### Task to complete:
Give every line of the records below as a numbered list, leaving out any blank lines.

— start of Extracted information —

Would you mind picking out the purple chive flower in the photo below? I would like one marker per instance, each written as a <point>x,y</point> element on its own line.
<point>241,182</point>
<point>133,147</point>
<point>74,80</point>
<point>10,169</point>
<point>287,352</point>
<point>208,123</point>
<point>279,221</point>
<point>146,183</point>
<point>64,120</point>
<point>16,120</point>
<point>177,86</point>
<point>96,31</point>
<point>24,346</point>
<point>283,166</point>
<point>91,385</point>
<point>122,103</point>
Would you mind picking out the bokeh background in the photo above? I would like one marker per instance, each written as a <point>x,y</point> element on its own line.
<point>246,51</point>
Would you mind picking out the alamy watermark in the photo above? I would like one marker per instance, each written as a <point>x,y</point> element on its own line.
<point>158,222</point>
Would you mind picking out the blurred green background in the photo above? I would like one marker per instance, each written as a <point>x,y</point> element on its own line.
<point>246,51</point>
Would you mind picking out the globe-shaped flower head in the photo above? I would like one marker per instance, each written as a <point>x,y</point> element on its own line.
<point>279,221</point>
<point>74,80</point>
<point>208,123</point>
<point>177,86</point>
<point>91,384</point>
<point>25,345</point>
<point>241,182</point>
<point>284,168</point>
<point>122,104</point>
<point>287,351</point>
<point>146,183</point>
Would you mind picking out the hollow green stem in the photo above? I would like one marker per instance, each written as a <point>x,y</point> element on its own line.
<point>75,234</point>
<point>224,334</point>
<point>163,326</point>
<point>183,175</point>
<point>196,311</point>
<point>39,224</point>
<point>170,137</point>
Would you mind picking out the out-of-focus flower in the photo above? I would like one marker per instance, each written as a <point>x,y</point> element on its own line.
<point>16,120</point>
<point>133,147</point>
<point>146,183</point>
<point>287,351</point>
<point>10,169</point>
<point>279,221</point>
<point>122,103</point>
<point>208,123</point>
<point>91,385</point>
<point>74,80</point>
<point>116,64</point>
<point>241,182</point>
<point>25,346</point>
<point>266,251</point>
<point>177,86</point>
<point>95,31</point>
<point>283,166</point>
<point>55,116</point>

— end of Extracted information —

### Written response:
1. Would you mind picking out the purple chive flower in the photo below? I would like one marker per instance, each written as a <point>x,y</point> element on its own line.
2. <point>241,182</point>
3. <point>133,147</point>
4. <point>74,80</point>
5. <point>10,169</point>
6. <point>287,352</point>
7. <point>208,123</point>
8. <point>279,221</point>
9. <point>146,183</point>
10. <point>64,120</point>
11. <point>16,120</point>
12. <point>177,86</point>
13. <point>96,31</point>
14. <point>24,346</point>
15. <point>283,166</point>
16. <point>91,385</point>
17. <point>122,103</point>
18. Would you mind picking out the bokeh background in the photo above? I would like one marker per instance, each written as a <point>x,y</point> element on its own line.
19. <point>246,51</point>
20. Would you mind picking out the alamy watermark in the photo above? I would like one marker per instance, each written as a <point>x,y</point> element on its own line.
21. <point>158,222</point>
22. Would you mind picking out the blurred green background in the photo above? I would like one marker per instance, each written as a <point>x,y</point> element on its own line.
23. <point>246,51</point>
24. Would you mind picking out the globe-shaped flower head in the photo above? I would like one marker per instance, each written as a <point>x,y</point> element on its own line.
25. <point>279,221</point>
26. <point>74,80</point>
27. <point>208,123</point>
28. <point>177,86</point>
29. <point>91,384</point>
30. <point>25,345</point>
31. <point>241,182</point>
32. <point>284,168</point>
33. <point>122,104</point>
34. <point>287,351</point>
35. <point>146,183</point>
36. Would you mind picking out the hollow green stem in the photo above? I would like one marker per instance, each written as a <point>x,y</point> element on its own line.
37. <point>75,234</point>
38. <point>224,334</point>
39. <point>163,326</point>
40. <point>183,175</point>
41. <point>196,311</point>
42. <point>39,224</point>
43. <point>170,137</point>
44. Would you mind picking out the out-of-focus flower in the photo above? I would like one marker per instance, each written as a <point>x,y</point> element on its own line.
45. <point>16,120</point>
46. <point>133,147</point>
47. <point>146,183</point>
48. <point>287,351</point>
49. <point>10,169</point>
50. <point>279,221</point>
51. <point>122,103</point>
52. <point>208,123</point>
53. <point>91,385</point>
54. <point>74,80</point>
55. <point>116,64</point>
56. <point>241,182</point>
57. <point>25,346</point>
58. <point>266,251</point>
59. <point>177,86</point>
60. <point>95,31</point>
61. <point>283,166</point>
62. <point>55,116</point>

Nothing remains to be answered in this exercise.